▸ SOURCE:
The Law is silent on how any liability is apportioned between these parties and each case will be judged on its own merits but it may generally be assumed that all such persons will be jointly and severally liable towards a consumer for any damages which may have been caused by a defective product.

3.6 Can defendants allege that the claimant's actions caused or contributed towards the damage?

It is possible to make such an allegation.

Under the Defective Products Law (s7) and Cap 149, liability may be reduced or disallowed when the damage is caused both by a defective product and by the fault of the person damaged or of any person acting under his responsibility.

Cap 148 also acknowledges the possibility of contributory negligence on the part of the claimant.

4 Procedure

4.1 In the case of court proceedings is the trial by a judge or a jury?

Both criminal trials and civil trials are conducted by a judge.

4.2 Does the court have power to appoint technical specialists to sit with the judge and assess the evidence presented by the parties (i.e. expert assessors)?

▸ ACTIONS TO TAKE:
1. Answer these questions using the product liability text:
(a) Under which laws may liability be reduced or disallowed when the damage is caused both by a defective product and by the fault of the person damaged?
(b) Which law acknowledges the possibility of contributory negligence on the part of the claimant?
(c) Who conducts criminal and civil trials?
2. From the product liability text, extract the stretch from "The Law is silent" through "judge or a jury?".

▸ DATASET ENTRIES:
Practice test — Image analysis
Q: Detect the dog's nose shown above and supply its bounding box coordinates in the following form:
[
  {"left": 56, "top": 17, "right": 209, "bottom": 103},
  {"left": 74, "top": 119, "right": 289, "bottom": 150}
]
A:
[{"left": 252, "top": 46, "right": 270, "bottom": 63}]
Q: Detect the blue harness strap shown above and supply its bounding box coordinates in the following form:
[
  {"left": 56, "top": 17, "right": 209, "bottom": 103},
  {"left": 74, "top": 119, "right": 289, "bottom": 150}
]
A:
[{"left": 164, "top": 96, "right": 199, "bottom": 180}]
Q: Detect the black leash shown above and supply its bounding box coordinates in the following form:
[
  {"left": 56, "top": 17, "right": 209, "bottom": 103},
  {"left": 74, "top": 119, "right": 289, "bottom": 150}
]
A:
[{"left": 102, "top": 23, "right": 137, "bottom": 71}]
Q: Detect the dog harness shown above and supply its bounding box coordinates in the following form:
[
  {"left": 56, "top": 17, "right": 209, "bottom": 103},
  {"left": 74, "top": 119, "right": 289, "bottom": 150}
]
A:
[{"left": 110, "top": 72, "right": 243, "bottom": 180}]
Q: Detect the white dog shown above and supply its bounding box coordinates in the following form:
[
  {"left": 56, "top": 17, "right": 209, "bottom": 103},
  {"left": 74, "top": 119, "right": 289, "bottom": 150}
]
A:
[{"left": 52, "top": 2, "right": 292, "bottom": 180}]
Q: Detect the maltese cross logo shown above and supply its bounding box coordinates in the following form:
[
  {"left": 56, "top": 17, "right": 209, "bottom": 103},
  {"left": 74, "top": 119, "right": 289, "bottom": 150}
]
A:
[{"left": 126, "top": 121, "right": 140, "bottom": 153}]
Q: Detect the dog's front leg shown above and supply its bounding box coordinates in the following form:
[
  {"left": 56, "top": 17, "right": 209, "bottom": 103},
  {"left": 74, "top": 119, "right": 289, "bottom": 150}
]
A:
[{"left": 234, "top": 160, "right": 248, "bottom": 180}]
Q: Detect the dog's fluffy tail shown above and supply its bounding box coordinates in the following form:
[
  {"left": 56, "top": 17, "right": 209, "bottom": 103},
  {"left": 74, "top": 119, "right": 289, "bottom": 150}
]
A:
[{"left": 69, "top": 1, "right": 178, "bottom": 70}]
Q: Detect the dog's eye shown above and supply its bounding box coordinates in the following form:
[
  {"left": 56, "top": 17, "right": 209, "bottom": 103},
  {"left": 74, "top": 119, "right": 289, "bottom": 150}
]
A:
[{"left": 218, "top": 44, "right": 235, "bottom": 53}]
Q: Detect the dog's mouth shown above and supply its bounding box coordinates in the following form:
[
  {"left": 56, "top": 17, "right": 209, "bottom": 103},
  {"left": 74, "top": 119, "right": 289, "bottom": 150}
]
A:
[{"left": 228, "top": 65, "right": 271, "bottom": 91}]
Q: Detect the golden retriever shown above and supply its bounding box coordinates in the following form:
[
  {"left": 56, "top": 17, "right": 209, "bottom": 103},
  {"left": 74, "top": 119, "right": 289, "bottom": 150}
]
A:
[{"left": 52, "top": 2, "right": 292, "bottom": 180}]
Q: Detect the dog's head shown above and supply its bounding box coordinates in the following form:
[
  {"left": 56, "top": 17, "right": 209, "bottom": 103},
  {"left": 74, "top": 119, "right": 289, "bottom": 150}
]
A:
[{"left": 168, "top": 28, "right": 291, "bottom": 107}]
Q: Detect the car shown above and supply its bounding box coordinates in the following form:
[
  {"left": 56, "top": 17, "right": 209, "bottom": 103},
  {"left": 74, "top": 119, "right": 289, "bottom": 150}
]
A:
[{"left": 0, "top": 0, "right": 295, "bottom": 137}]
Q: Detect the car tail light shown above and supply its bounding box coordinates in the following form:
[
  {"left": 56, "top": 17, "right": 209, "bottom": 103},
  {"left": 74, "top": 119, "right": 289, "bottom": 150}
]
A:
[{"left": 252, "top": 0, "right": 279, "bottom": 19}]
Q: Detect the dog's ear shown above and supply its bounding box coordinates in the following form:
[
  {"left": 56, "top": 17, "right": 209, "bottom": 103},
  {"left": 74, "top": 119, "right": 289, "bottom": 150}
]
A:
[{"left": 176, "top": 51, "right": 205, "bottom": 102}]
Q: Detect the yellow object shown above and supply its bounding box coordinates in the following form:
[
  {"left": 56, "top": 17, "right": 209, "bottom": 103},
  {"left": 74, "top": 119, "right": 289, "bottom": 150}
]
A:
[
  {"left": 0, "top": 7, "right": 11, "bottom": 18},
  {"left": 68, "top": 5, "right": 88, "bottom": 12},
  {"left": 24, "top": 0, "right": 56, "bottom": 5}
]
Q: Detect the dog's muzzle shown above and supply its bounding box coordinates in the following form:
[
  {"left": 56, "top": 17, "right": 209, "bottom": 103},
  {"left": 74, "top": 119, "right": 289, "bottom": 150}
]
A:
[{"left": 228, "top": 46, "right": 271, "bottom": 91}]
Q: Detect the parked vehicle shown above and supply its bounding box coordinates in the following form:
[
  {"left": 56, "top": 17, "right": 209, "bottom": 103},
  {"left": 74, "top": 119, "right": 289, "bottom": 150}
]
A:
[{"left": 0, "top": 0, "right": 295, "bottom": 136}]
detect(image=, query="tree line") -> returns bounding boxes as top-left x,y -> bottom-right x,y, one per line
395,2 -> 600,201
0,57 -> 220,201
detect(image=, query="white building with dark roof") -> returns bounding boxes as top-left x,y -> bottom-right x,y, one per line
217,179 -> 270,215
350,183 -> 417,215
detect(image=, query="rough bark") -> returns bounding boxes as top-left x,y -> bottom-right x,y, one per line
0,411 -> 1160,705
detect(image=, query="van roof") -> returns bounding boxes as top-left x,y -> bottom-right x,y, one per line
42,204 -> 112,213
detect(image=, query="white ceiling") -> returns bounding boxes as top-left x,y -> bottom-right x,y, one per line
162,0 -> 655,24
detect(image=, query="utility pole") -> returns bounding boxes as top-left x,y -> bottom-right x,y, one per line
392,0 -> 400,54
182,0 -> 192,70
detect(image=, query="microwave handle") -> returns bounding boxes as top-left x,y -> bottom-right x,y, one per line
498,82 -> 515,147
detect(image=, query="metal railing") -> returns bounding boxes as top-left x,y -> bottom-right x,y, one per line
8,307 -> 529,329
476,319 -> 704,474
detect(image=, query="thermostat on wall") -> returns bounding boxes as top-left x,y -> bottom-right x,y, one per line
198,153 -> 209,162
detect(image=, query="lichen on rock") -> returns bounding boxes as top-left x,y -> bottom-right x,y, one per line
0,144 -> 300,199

▸ OUTPUTS:
1.
(a) The Defective Products Law (s7) and Cap 149.
(b) Cap 148.
(c) A judge.

2.
The Law is silent on how any liability is apportioned between these parties and each case will be judged on its own merits but it may generally be assumed that all such persons will be jointly and severally liable towards a consumer for any damages which may have been caused by a defective product.

3.6 Can defendants allege that the claimant's actions caused or contributed towards the damage?

It is possible to make such an allegation.

Under the Defective Products Law (s7) and Cap 149, liability may be reduced or disallowed when the damage is caused both by a defective product and by the fault of the person damaged or of any person acting under his responsibility.

Cap 148 also acknowledges the possibility of contributory negligence on the part of the claimant.

4 Procedure

4.1 In the case of court proceedings is the trial by a judge or a jury?